### INPUT FOR THIS TASK
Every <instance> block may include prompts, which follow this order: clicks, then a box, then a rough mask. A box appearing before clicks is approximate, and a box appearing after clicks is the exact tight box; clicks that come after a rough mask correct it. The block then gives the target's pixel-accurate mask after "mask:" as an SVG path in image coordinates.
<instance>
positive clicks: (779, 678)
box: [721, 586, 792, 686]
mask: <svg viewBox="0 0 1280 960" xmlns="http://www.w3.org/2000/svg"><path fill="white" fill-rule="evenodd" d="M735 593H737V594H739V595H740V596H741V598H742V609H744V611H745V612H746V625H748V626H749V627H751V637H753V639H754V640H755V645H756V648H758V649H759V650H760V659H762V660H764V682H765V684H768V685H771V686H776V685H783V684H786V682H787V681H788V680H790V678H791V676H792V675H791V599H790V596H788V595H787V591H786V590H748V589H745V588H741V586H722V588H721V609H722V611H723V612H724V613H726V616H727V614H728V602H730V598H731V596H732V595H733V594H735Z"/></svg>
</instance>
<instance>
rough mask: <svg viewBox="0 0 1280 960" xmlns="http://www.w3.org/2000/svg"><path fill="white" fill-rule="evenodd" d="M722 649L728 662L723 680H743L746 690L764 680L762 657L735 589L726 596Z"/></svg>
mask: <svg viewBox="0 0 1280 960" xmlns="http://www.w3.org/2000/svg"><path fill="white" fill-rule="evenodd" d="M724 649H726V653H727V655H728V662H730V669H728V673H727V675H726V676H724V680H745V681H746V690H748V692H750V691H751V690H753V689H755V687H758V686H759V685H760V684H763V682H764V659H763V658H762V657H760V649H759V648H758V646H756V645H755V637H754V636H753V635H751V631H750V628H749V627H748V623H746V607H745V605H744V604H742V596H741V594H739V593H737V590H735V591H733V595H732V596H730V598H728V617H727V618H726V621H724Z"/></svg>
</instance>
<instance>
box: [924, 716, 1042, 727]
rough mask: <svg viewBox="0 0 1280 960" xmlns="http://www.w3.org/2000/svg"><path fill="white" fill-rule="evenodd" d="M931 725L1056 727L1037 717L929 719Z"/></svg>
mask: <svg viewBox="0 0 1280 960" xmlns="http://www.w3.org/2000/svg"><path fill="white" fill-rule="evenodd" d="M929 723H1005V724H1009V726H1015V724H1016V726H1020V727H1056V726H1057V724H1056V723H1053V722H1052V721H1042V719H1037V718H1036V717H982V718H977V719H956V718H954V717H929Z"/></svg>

### YOUR OBJECTIVE
Render each line of the rows above as one item in a numbered list, skipping any blank lines.

### EXERCISE ANSWER
1. Every <instance> block may include prompts, which follow this order: clicks, then a box, then a rough mask. A box appearing before clicks is approximate, and a box appearing after clicks is the exact tight box; clicks that come after a rough mask correct it. The block then gives the target's pixel-accurate mask after "mask:" as an SVG path in image coordinates.
2. <instance>
3. positive clicks: (779, 678)
4. box: [721, 586, 792, 686]
5. mask: <svg viewBox="0 0 1280 960" xmlns="http://www.w3.org/2000/svg"><path fill="white" fill-rule="evenodd" d="M735 593H737V594H739V595H740V596H741V598H742V609H744V611H745V612H746V625H748V626H749V627H751V637H753V639H754V640H755V645H756V648H758V649H759V650H760V659H762V660H764V682H765V684H768V685H771V686H776V685H783V684H786V682H787V681H788V680H790V678H791V676H792V675H791V599H790V596H788V595H787V591H786V590H748V589H745V588H741V586H722V588H721V609H722V611H723V612H724V613H726V616H727V614H728V602H730V598H731V596H732V595H733V594H735Z"/></svg>
6. </instance>
7. <instance>
8. rough mask: <svg viewBox="0 0 1280 960" xmlns="http://www.w3.org/2000/svg"><path fill="white" fill-rule="evenodd" d="M722 649L728 662L723 680H743L746 690L764 680L762 657L735 589L726 596Z"/></svg>
9. mask: <svg viewBox="0 0 1280 960" xmlns="http://www.w3.org/2000/svg"><path fill="white" fill-rule="evenodd" d="M724 649H726V653H727V655H728V662H730V669H728V673H727V675H726V676H724V680H745V681H746V690H748V692H750V691H751V690H753V689H755V687H758V686H759V685H760V684H763V682H764V659H763V658H762V657H760V649H759V648H758V646H756V645H755V637H754V636H753V635H751V631H750V628H749V627H748V623H746V607H745V605H744V604H742V596H741V594H739V593H737V590H735V591H733V595H732V596H730V598H728V617H727V618H726V621H724Z"/></svg>
10. </instance>
11. <instance>
12. box: [924, 716, 1042, 727]
13. rough mask: <svg viewBox="0 0 1280 960" xmlns="http://www.w3.org/2000/svg"><path fill="white" fill-rule="evenodd" d="M931 725L1056 727L1037 717L929 719Z"/></svg>
14. mask: <svg viewBox="0 0 1280 960" xmlns="http://www.w3.org/2000/svg"><path fill="white" fill-rule="evenodd" d="M929 723H1005V724H1009V726H1015V724H1016V726H1020V727H1056V726H1057V724H1056V723H1053V722H1052V721H1042V719H1037V718H1036V717H982V718H977V719H956V718H954V717H929Z"/></svg>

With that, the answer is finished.